> **Aim of the task**: Examine the material below. Gather every line in which the string "above" appears.

> **Record set**:
——

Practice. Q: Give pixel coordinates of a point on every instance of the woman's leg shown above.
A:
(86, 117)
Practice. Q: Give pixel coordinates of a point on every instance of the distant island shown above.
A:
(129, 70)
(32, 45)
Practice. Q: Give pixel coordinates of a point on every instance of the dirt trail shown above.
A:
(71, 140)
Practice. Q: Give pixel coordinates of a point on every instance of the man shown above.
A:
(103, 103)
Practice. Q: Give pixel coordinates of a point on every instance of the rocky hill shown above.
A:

——

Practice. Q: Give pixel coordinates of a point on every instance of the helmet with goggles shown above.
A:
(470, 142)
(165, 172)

——

> **Solution to this task**:
Practice. Q: Give pixel coordinates of a point on every instance of the woman's leg shown above.
Practice. Q: Give pixel coordinates of a point on every instance of the distant island shown above.
Practice. Q: Give pixel coordinates of a point on every instance of the dirt trail shown above.
Practice. Q: Give pixel coordinates of a point on every instance of the man shown above.
Practice. Q: Give pixel coordinates of a point on every instance of the rocky hill shown above.
Practice. Q: Give pixel coordinates of a point on every instance of the helmet with goggles shown above.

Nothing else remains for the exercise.